■ Exercise details:
Could you set down exactly the lines in the records below between the line holding "Detection query: enumerate every white" and the line holding "Detection query: enumerate every wooden", inclusive?

■ Input material:
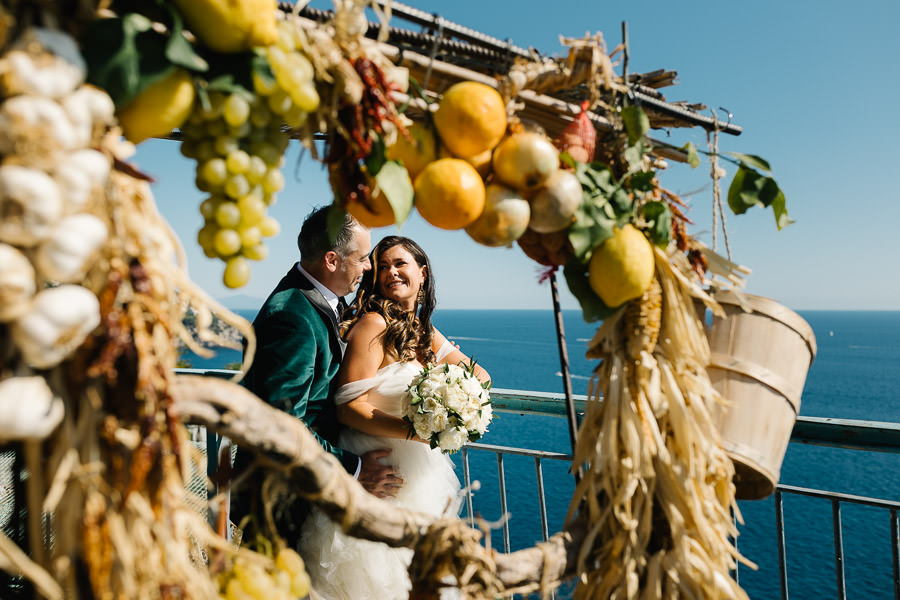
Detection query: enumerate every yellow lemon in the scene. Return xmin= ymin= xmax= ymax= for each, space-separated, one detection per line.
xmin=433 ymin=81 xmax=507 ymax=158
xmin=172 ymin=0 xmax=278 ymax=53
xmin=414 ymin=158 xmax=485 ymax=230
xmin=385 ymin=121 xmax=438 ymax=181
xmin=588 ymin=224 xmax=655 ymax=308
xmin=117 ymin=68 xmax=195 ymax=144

---

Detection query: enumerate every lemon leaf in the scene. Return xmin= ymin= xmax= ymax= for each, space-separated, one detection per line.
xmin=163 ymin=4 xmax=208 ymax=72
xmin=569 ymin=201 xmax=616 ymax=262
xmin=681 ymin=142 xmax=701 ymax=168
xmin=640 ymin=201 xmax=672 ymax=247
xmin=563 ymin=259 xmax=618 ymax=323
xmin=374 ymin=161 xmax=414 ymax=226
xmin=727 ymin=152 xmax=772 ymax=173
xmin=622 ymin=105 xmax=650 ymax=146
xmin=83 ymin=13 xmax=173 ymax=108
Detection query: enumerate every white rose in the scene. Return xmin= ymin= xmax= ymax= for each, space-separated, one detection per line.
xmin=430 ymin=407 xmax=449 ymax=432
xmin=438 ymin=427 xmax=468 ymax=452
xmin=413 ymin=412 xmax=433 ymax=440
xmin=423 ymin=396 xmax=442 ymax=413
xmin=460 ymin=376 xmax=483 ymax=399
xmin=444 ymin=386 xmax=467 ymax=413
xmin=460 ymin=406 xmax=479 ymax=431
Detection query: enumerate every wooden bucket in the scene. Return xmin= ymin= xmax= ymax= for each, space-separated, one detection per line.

■ Expected answer:
Detection query: enumerate every white rose in the scene. Return xmin= ymin= xmax= ymax= for each, space-separated, one detection per line.
xmin=430 ymin=407 xmax=449 ymax=432
xmin=438 ymin=427 xmax=468 ymax=452
xmin=413 ymin=412 xmax=433 ymax=440
xmin=423 ymin=396 xmax=442 ymax=413
xmin=460 ymin=376 xmax=483 ymax=399
xmin=444 ymin=386 xmax=467 ymax=413
xmin=460 ymin=406 xmax=479 ymax=431
Detection query: enumerate every wooden bucket in the scene. Return xmin= ymin= xmax= ymax= for each, space-separated, one detection per line.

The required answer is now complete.